Task prompt - Search the records for the word "glass" and report each line that has it.

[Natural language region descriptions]
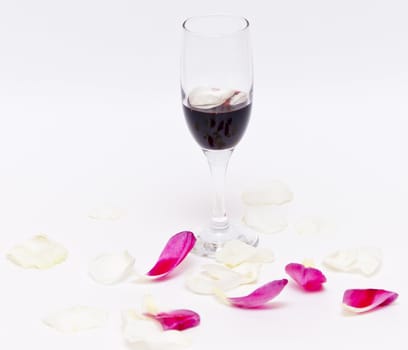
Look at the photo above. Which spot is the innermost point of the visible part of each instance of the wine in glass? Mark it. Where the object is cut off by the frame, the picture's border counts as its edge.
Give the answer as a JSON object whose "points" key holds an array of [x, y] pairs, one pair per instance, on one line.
{"points": [[216, 84]]}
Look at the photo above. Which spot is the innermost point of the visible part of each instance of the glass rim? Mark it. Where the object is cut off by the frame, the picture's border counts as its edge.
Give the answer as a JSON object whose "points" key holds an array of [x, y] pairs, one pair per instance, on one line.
{"points": [[245, 25]]}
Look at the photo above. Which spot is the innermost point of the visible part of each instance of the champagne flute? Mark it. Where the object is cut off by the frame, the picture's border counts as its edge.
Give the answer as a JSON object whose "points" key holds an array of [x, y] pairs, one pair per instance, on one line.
{"points": [[216, 87]]}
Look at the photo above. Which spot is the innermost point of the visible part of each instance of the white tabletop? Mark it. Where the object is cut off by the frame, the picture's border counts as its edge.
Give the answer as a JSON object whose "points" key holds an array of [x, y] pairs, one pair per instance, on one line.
{"points": [[91, 117]]}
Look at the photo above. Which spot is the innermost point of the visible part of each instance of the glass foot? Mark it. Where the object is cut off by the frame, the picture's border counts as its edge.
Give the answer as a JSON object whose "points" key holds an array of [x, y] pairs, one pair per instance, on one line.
{"points": [[209, 241]]}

Task answer -
Look at the photo above. Which spot is the innermost point of the visible part of each instance of the wine in glass? Mark it. Where the object is cut off by the frame, the picture's border counts as its edge.
Look at the photo above. Which spot is the innermost point of the visible part of each instance of the glass rim? Mark it. Where the object is cut off by the frame, the picture's border counts as its edge.
Look at the photo above. Which spot is the innermost point of the visible part of each instance of the glass foot? Mark it. Where the object is cut off by the frame, the picture's border counts as its edge.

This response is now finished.